• _What to do_:
Copy out every line of the material below word for word, leaving out the pictures.

• _Source data_:
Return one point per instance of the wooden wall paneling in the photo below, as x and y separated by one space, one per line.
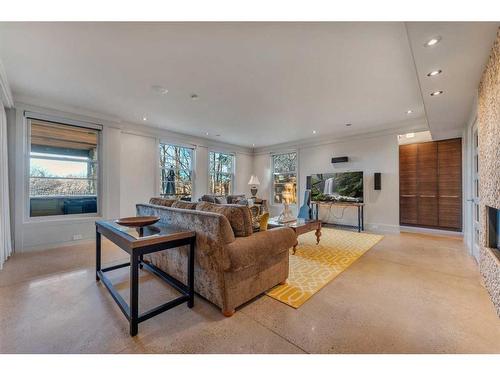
427 184
408 184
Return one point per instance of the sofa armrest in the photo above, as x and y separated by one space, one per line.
247 251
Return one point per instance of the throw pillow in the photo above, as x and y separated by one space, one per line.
162 201
264 220
208 198
185 205
221 200
239 217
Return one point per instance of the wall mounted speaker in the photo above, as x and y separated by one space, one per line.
340 159
377 178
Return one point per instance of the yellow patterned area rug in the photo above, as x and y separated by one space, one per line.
314 266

• _Solved problem_:
Return one point per instance of the wooden wall paneling in the photo below, as x and y separated by one space, one per line.
427 184
408 184
Return one point per instance of the sofa armrest in the photo above, as x and y separated by one space, one per line.
247 251
Return one point per instance of the throw pillow in the photo above, as x and y separated by one space, one per line.
162 201
264 220
208 198
185 205
221 200
239 217
Return one point per instance of the wall mounted speaker in the photo above, as x and y separated by one space, one per line.
340 159
377 178
Return one point per instance of the yellow patterned area rug in the photo above, as x and y separated by one space, one per line.
314 266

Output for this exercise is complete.